- _GIVEN INSTRUCTION A_
Rewrite the paragraph beginning "Tech debt, also known as technical debt" from the tech debt article below, making it shorter while keeping its main facts.

- _DOCUMENT EXTRACT_
□ □ □ □

#engineering #product - 11 mins read

The tech debt elephant: A product perspective

As a product manager, balancing tech debt and architectural improvements with more conventional product work can be a challenging task. One of the most difficult in some places I’ve worked. On the one hand, it is important to maintain a healthy technical foundation for your product to ensure its long-term success. On the other hand, constantly focusing on technical improvements can take time and resources away from delivering on improvements that could deliver significant value to your users, move you closer to your desired outcomes, and keep you ahead of the pack.

Tech debt, also known as technical debt, is the accumulation of technical challenges and issues that arise when building a product. These challenges can come in the form of outdated technologies, poor code quality, or inadequate infrastructure. Over time, tech debt can lead to slower development times, increased maintenance costs, and decreased product reliability and user experience. And it is inevitable. Even if you clear it down entirely (never seen this happen), it will return over time like the many heads of the Hydra.

Martin Fowler visualised this really well in his 2019 Is High Quality Software Worth the Cost article, although he uses the term "cruft". Here's an adaptation of his illustration that really hammers home how it can suffocate you over time:

Illustration of cruft from Martin Fowler

And just like financial debt, it compounds. The more tech debt you accrue, the more it slows you down. The more you build on top of it, the more difficult it is to pay it back.

"With borrowed money you can do something sooner than you might otherwise, but then until you pay back that money you'll be paying interest. I thought borrowing money was a good idea, I thought that rushing software out the door to get some experience with it was a good idea, but that of course, you would eventually go back and as you learned things about that software you would repay that loan by refactoring the program to reflect your experience as you acquired it." Ward Cunnigham (2010)

Architectural improvements, on the other hand, are changes to the underlying technical architecture of a product that aim to improve its performance, scalability, and maintainability. These improvements can be critical for the long-term success of a product, but they can also take significant time and resources to implement. They can often prevent tech debt accumulating by keeping your stack ahead of the curve.

As a product manager, it is your responsibility to work with your teammates to collectively prioritise tech debt and architectural improvements in the context of your overall business goals and strategies. This means carefully balancing the need for technical improvements with the need to deliver on more strategic goals.

To do this effectively, it is important to work closely with your tech lead to maintain a healthy balance between tech debt, architectural improvements, and conventional product work. Here are some steps you can take to help your team to accomplish this.

Identify and prioritise tech debt and architectural improvements

The first step in balancing tech debt and architectural improvements is to identify the specific challenges and opportunities facing your product. This can be done through a variety of methods, such as conducting code reviews, conducting user research, or analysing performance metrics.

□ □ □ □

- _DATA SUPPLIED_

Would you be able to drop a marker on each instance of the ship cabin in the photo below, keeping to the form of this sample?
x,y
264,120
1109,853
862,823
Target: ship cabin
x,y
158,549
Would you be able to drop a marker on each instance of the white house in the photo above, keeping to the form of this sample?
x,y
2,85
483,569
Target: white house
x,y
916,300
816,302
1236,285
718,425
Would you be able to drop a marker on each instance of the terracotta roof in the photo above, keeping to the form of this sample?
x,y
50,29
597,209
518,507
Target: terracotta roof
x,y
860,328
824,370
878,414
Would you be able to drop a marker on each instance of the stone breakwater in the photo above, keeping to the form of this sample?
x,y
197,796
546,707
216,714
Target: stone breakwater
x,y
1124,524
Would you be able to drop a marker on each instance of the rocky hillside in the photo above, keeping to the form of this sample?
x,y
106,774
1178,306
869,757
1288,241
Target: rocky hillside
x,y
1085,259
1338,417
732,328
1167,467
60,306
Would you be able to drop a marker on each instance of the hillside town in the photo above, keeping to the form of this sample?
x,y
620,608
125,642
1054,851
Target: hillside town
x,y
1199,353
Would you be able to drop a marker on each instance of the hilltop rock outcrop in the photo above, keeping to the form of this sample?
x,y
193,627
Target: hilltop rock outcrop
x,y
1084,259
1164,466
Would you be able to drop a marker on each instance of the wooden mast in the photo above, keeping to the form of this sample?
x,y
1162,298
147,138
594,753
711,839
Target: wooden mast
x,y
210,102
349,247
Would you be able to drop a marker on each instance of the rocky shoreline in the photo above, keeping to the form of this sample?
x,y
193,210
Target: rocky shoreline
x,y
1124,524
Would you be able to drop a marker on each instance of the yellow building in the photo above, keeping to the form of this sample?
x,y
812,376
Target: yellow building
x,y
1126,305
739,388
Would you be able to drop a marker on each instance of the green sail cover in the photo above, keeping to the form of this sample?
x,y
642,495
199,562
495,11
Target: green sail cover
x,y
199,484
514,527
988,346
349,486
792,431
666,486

□ □ □ □

- _GIVEN INSTRUCTION B_
In the entries above, take the part that opens with the line containing "of the hillside" and runs through the last line of the entries. Output it as a Markdown table with the columns Row and Line, numbering each row and leaving out blank lines.

- _CORRECT RESPONSE A_
Tech debt, or technical debt, is the buildup of technical challenges that come with building a product, such as outdated technologies, poor code quality, or inadequate infrastructure. Over time it slows development, raises maintenance costs, and lowers product reliability and user experience. It is inevitable: even if cleared entirely, it returns like the Hydra's heads.

- _CORRECT RESPONSE B_
| Row | Line |
|---|---|
| 1 | Would you be able to drop a marker on each instance of the hillside town in the photo above, keeping to the form of this sample? |
| 2 | x,y |
| 3 | 620,608 |
| 4 | 125,642 |
| 5 | 1054,851 |
| 6 | Target: hillside town |
| 7 | x,y |
| 8 | 1199,353 |
| 9 | Would you be able to drop a marker on each instance of the hilltop rock outcrop in the photo above, keeping to the form of this sample? |
| 10 | x,y |
| 11 | 193,627 |
| 12 | Target: hilltop rock outcrop |
| 13 | x,y |
| 14 | 1084,259 |
| 15 | 1164,466 |
| 16 | Would you be able to drop a marker on each instance of the wooden mast in the photo above, keeping to the form of this sample? |
| 17 | x,y |
| 18 | 1162,298 |
| 19 | 147,138 |
| 20 | 594,753 |
| 21 | 711,839 |
| 22 | Target: wooden mast |
| 23 | x,y |
| 24 | 210,102 |
| 25 | 349,247 |
| 26 | Would you be able to drop a marker on each instance of the rocky shoreline in the photo above, keeping to the form of this sample? |
| 27 | x,y |
| 28 | 193,210 |
| 29 | Target: rocky shoreline |
| 30 | x,y |
| 31 | 1124,524 |
| 32 | Would you be able to drop a marker on each instance of the yellow building in the photo above, keeping to the form of this sample? |
| 33 | x,y |
| 34 | 812,376 |
| 35 | Target: yellow building |
| 36 | x,y |
| 37 | 1126,305 |
| 38 | 739,388 |
| 39 | Would you be able to drop a marker on each instance of the green sail cover in the photo above, keeping to the form of this sample? |
| 40 | x,y |
| 41 | 642,495 |
| 42 | 199,562 |
| 43 | 495,11 |
| 44 | Target: green sail cover |
| 45 | x,y |
| 46 | 199,484 |
| 47 | 514,527 |
| 48 | 988,346 |
| 49 | 349,486 |
| 50 | 792,431 |
| 51 | 666,486 |